- [RECORDED INFORMATION]

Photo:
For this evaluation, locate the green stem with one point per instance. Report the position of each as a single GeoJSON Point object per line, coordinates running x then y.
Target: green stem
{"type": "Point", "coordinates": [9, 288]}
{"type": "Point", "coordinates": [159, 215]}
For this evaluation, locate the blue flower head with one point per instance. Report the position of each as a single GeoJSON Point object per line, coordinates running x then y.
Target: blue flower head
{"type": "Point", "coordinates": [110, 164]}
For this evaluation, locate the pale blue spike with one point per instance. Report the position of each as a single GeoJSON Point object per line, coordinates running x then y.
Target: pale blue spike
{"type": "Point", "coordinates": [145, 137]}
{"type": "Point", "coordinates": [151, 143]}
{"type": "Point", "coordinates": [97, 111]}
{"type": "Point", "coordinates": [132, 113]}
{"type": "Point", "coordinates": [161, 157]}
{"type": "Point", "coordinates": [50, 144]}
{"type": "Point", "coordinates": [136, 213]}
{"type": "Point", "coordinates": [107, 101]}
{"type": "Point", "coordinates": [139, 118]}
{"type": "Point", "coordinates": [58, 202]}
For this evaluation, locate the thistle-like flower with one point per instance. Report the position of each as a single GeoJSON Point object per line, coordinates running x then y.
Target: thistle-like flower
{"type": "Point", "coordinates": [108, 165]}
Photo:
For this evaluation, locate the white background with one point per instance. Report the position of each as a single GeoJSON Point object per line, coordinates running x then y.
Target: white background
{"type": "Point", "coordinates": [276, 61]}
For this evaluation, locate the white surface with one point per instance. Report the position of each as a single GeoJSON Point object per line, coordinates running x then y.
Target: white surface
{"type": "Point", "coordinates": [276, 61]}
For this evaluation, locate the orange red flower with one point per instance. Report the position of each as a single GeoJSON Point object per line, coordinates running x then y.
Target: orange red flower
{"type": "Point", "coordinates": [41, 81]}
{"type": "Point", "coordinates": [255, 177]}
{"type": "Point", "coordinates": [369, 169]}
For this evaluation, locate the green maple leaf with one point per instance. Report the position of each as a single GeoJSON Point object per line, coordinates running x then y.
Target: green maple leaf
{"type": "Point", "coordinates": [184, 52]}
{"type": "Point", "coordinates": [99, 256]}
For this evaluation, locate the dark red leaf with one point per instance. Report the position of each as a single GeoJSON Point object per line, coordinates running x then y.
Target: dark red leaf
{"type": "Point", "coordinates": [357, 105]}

- [TASK GOAL]
Type out the whole listing above again, exactly as it stands.

- [OUTPUT FOR THIS TASK]
Photo:
For this evaluation, locate the green stem with one point per instance. Report the position of each as a single GeoJSON Point object per line, coordinates running x then y.
Target: green stem
{"type": "Point", "coordinates": [9, 288]}
{"type": "Point", "coordinates": [159, 215]}
For this evaluation, locate the blue flower head with one point per instance. Report the position of each as a single GeoJSON Point object per line, coordinates running x then y.
Target: blue flower head
{"type": "Point", "coordinates": [110, 164]}
For this evaluation, locate the pale blue spike with one point per instance. Report the position of each as a single GeoJSON Point object per line, coordinates running x then y.
Target: pale blue spike
{"type": "Point", "coordinates": [145, 137]}
{"type": "Point", "coordinates": [151, 143]}
{"type": "Point", "coordinates": [97, 111]}
{"type": "Point", "coordinates": [132, 113]}
{"type": "Point", "coordinates": [161, 157]}
{"type": "Point", "coordinates": [50, 144]}
{"type": "Point", "coordinates": [136, 213]}
{"type": "Point", "coordinates": [107, 101]}
{"type": "Point", "coordinates": [139, 118]}
{"type": "Point", "coordinates": [58, 202]}
For this evaluation, locate the thistle-like flower with one point per instance. Report the position of each as a single GeoJSON Point object per line, coordinates running x then y.
Target: thistle-like flower
{"type": "Point", "coordinates": [108, 165]}
Photo:
For this evaluation, locate the white background with one point per instance. Report the position of each as a single GeoJSON Point object per line, coordinates running x then y.
Target: white background
{"type": "Point", "coordinates": [276, 61]}
For this evaluation, locate the white surface with one point per instance. Report the position of each as a single GeoJSON Point object per line, coordinates running x then y.
Target: white surface
{"type": "Point", "coordinates": [276, 61]}
For this evaluation, locate the orange red flower with one point per instance. Report the position of each as a single GeoJSON Point object per line, coordinates running x then y.
Target: orange red flower
{"type": "Point", "coordinates": [41, 81]}
{"type": "Point", "coordinates": [255, 177]}
{"type": "Point", "coordinates": [369, 169]}
For this evaluation, locate the green maple leaf with one point per instance. Report the position of each as a single GeoJSON Point object per line, coordinates running x then y.
Target: green maple leaf
{"type": "Point", "coordinates": [184, 52]}
{"type": "Point", "coordinates": [99, 256]}
For this evaluation, locate the dark red leaf with one point per instance. Report the position of each as a single GeoJSON Point object per line, coordinates running x then y.
Target: dark red leaf
{"type": "Point", "coordinates": [357, 105]}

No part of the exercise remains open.